- Task to carry out -
Can you give all the records again without altering a single character?

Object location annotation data
◇ ◇ ◇ ◇

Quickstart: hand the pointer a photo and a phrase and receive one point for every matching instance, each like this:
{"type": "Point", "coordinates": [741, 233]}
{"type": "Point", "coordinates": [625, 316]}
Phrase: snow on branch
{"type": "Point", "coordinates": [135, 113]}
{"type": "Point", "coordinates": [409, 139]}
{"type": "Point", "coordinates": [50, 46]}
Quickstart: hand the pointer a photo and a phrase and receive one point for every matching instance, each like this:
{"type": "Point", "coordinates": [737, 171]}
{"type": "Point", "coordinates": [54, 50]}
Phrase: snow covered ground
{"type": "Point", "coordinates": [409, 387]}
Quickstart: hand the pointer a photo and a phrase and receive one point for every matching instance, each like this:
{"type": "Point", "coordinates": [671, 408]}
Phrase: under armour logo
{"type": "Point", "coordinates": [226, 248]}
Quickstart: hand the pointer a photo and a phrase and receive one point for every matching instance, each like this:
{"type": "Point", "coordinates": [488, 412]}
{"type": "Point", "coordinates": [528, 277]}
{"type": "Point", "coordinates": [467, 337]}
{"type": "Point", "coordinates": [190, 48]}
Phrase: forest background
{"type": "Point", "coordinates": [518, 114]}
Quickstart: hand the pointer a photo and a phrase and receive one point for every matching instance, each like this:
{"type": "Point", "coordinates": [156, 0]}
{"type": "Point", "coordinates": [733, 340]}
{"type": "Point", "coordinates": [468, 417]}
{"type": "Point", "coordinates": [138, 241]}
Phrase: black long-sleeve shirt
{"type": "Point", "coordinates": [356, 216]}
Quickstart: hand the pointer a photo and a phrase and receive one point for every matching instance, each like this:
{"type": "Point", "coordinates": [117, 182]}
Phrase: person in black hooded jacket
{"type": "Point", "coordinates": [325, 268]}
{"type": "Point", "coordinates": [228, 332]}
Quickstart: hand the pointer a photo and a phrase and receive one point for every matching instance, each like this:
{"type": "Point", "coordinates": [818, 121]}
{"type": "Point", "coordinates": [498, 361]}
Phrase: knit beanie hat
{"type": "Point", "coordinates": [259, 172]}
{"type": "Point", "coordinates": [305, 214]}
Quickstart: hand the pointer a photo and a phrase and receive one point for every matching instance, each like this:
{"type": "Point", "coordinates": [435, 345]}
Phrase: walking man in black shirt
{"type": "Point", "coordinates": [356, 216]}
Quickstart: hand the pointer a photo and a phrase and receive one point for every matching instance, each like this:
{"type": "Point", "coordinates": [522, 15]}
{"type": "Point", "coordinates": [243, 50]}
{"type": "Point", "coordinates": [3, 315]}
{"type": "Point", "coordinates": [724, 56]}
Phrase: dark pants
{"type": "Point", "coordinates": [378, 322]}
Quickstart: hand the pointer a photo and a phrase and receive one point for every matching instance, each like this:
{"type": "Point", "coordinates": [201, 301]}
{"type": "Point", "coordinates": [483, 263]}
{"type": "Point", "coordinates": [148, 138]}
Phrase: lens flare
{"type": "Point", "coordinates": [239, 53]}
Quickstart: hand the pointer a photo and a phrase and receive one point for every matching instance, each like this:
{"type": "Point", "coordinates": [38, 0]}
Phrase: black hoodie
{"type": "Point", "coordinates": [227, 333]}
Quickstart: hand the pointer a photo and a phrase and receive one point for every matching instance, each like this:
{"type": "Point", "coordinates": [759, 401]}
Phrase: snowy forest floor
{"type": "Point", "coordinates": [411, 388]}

◇ ◇ ◇ ◇

- Final result -
Quickstart: hand the pointer a photo and a phrase and receive one point for every matching instance, each like this:
{"type": "Point", "coordinates": [741, 233]}
{"type": "Point", "coordinates": [625, 316]}
Phrase: snow on branch
{"type": "Point", "coordinates": [135, 113]}
{"type": "Point", "coordinates": [409, 139]}
{"type": "Point", "coordinates": [50, 46]}
Quickstart: hand the pointer a photo and a phrase and receive one point for every matching instance, each like this:
{"type": "Point", "coordinates": [737, 171]}
{"type": "Point", "coordinates": [54, 50]}
Phrase: snow covered ground
{"type": "Point", "coordinates": [409, 387]}
Quickstart: hand the pointer a photo and a phrase and receive one point for every matching instance, each like this:
{"type": "Point", "coordinates": [671, 408]}
Phrase: under armour logo
{"type": "Point", "coordinates": [226, 248]}
Quickstart: hand the pointer a photo and a phrase and receive one point for every matching instance, each like this:
{"type": "Point", "coordinates": [488, 412]}
{"type": "Point", "coordinates": [528, 277]}
{"type": "Point", "coordinates": [467, 337]}
{"type": "Point", "coordinates": [190, 48]}
Phrase: forest background
{"type": "Point", "coordinates": [518, 114]}
Quickstart: hand the pointer a photo and a phrase and receive one point for every matching instance, each like this:
{"type": "Point", "coordinates": [156, 0]}
{"type": "Point", "coordinates": [733, 340]}
{"type": "Point", "coordinates": [468, 417]}
{"type": "Point", "coordinates": [138, 241]}
Phrase: black long-sleeve shirt
{"type": "Point", "coordinates": [356, 216]}
Quickstart: hand the pointer a photo and a phrase and receive one point for every matching instance, each like this:
{"type": "Point", "coordinates": [117, 182]}
Phrase: person in black hooded jacket
{"type": "Point", "coordinates": [325, 268]}
{"type": "Point", "coordinates": [228, 332]}
Quickstart: hand the pointer a photo and a phrase and receive one point for every matching instance, each like this:
{"type": "Point", "coordinates": [818, 121]}
{"type": "Point", "coordinates": [498, 361]}
Phrase: knit beanie hat
{"type": "Point", "coordinates": [259, 172]}
{"type": "Point", "coordinates": [305, 214]}
Quickstart: hand the pointer a photo and a phrase and receive one point for every matching instance, each like this:
{"type": "Point", "coordinates": [435, 345]}
Phrase: walking man in black shirt
{"type": "Point", "coordinates": [356, 216]}
Quickstart: hand the pointer a photo and a phrase and receive one point for every matching instance, each like this:
{"type": "Point", "coordinates": [522, 15]}
{"type": "Point", "coordinates": [243, 50]}
{"type": "Point", "coordinates": [3, 315]}
{"type": "Point", "coordinates": [724, 56]}
Phrase: dark pants
{"type": "Point", "coordinates": [378, 322]}
Quickstart: hand the pointer a photo and a phrase and receive one point for every matching instance, each like this:
{"type": "Point", "coordinates": [201, 301]}
{"type": "Point", "coordinates": [483, 263]}
{"type": "Point", "coordinates": [148, 138]}
Phrase: lens flare
{"type": "Point", "coordinates": [239, 53]}
Quickstart: hand the pointer a photo and a phrase and receive one point for every matching instance, each like this:
{"type": "Point", "coordinates": [38, 0]}
Phrase: black hoodie
{"type": "Point", "coordinates": [227, 333]}
Quickstart: hand the pointer a photo and a phrase and receive one point for every matching instance, each like this:
{"type": "Point", "coordinates": [759, 401]}
Phrase: snowy forest floor
{"type": "Point", "coordinates": [411, 388]}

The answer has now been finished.